THE INPUT:
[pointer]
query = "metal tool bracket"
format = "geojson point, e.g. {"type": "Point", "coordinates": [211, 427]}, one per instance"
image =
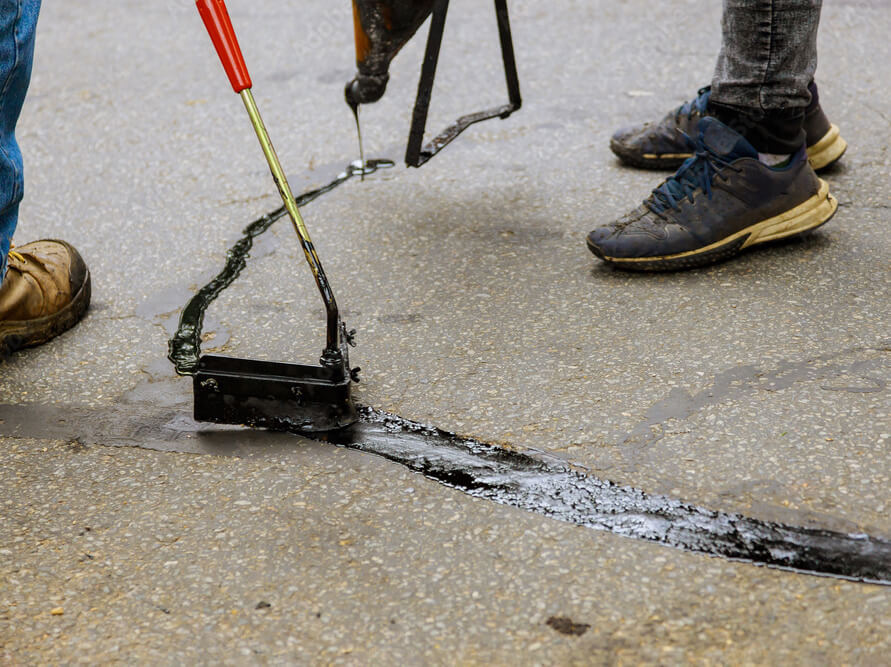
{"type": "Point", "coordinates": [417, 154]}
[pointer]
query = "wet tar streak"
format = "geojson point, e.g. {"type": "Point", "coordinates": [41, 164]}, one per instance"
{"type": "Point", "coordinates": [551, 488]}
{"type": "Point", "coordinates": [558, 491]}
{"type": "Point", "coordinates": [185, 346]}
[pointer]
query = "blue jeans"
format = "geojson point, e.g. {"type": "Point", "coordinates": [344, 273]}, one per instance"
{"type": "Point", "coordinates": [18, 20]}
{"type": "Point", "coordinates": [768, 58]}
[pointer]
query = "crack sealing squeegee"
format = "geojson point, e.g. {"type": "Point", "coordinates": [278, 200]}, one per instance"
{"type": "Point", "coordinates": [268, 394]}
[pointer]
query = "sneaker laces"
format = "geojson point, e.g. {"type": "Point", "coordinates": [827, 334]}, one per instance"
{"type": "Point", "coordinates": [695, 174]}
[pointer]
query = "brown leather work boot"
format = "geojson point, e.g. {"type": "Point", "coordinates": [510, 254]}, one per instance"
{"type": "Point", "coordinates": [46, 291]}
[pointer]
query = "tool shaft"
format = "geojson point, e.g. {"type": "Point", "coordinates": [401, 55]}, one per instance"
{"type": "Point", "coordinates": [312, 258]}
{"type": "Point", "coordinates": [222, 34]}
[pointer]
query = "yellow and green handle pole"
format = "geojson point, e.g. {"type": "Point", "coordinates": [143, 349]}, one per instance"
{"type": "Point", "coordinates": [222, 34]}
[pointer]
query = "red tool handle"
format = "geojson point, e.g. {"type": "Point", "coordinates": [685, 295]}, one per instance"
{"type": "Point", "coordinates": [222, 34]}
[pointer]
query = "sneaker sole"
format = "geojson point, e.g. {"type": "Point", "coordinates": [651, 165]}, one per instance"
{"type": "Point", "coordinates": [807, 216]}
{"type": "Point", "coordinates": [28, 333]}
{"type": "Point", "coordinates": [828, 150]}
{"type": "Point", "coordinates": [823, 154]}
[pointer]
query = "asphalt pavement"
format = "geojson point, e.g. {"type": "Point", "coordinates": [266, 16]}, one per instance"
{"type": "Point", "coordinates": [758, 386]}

* * *

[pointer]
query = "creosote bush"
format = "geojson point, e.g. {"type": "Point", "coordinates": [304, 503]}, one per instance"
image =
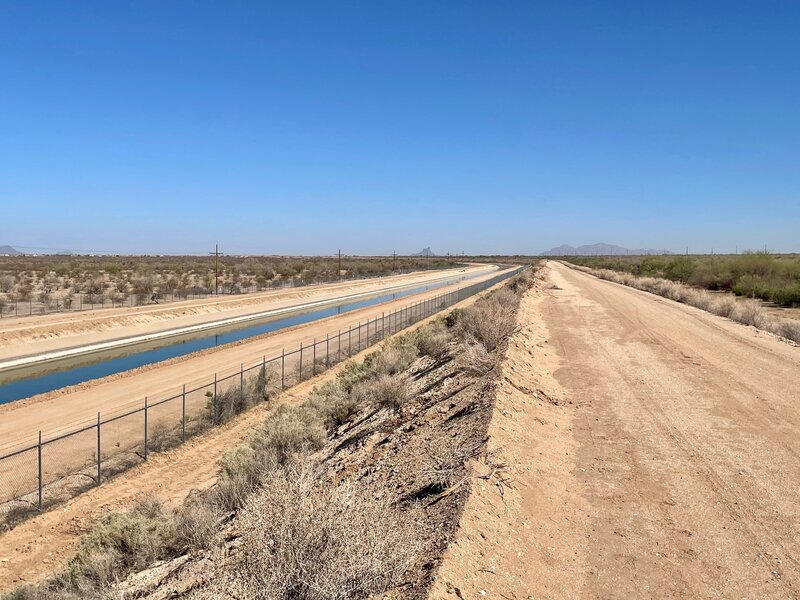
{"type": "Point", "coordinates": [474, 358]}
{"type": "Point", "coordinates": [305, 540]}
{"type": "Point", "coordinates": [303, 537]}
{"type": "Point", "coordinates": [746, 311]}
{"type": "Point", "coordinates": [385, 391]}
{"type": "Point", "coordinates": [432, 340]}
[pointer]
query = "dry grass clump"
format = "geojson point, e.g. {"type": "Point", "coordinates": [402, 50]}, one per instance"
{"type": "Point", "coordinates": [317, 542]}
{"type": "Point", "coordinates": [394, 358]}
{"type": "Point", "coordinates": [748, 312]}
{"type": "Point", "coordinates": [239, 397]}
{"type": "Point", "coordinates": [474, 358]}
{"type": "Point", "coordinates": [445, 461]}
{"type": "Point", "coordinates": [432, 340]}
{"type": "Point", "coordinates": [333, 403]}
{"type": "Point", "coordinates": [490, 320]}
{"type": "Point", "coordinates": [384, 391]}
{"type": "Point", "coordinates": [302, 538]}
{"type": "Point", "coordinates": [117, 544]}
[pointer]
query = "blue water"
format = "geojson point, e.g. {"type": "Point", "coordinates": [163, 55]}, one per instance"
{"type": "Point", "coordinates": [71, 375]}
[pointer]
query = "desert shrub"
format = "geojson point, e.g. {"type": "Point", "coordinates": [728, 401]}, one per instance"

...

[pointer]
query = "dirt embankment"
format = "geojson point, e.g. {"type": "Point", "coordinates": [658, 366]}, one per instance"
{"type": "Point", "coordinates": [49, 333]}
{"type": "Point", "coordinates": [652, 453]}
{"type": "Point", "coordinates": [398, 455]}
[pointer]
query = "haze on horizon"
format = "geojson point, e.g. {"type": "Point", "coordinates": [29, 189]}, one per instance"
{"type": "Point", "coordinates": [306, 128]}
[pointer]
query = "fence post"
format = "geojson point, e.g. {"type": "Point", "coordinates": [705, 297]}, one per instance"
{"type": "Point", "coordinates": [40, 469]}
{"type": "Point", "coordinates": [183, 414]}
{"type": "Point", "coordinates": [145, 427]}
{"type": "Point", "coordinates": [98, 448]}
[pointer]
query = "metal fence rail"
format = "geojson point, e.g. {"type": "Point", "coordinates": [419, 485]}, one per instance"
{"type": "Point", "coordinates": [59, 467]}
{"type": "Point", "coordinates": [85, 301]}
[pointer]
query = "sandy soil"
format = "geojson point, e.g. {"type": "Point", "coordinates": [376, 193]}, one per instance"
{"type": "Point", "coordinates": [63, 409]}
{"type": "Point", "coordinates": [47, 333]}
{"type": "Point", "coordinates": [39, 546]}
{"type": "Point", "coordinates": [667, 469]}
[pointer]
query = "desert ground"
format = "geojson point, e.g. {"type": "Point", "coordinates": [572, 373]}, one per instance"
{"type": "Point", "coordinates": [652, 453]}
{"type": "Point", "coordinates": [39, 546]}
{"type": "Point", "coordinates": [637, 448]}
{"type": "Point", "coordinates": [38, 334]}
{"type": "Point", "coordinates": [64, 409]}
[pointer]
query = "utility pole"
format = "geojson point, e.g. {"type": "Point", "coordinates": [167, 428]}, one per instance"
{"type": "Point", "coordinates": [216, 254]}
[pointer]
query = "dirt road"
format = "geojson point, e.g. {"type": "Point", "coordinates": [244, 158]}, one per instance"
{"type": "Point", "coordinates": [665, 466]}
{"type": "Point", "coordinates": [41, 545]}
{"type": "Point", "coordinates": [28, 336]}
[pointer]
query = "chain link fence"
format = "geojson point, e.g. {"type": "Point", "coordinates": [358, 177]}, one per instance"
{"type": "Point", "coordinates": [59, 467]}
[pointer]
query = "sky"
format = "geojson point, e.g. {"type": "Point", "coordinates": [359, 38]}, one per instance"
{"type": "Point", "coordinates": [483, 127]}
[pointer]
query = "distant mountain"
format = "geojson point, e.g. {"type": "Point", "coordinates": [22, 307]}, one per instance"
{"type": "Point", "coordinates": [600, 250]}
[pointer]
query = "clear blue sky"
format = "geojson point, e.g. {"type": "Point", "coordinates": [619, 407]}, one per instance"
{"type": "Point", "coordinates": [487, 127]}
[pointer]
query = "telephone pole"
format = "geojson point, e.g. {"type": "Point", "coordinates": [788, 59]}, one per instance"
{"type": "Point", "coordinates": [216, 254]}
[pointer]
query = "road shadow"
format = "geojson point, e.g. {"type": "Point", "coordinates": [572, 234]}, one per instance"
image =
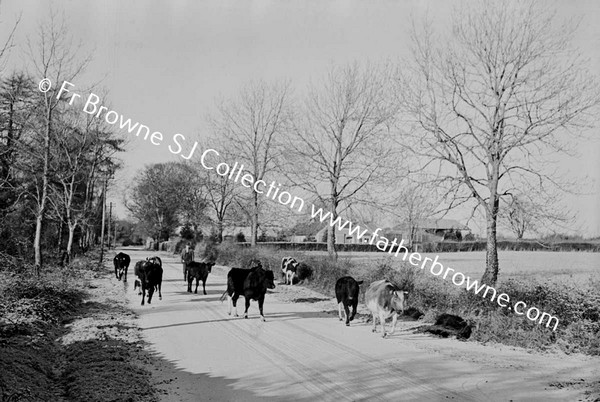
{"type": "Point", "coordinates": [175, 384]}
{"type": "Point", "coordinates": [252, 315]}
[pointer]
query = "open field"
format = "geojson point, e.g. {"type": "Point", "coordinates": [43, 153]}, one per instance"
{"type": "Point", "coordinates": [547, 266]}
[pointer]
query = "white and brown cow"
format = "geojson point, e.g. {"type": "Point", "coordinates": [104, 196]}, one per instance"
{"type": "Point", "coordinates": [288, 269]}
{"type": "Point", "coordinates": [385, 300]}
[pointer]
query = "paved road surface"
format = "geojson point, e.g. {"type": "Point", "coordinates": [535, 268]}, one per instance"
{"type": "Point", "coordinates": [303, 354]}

PROBLEM: Pick out each line above that contains the word "pole" and copy those lines out in full.

WORKED SOLUTION:
query = "yellow and green handle pole"
query = "utility pole"
query = "telephone pole"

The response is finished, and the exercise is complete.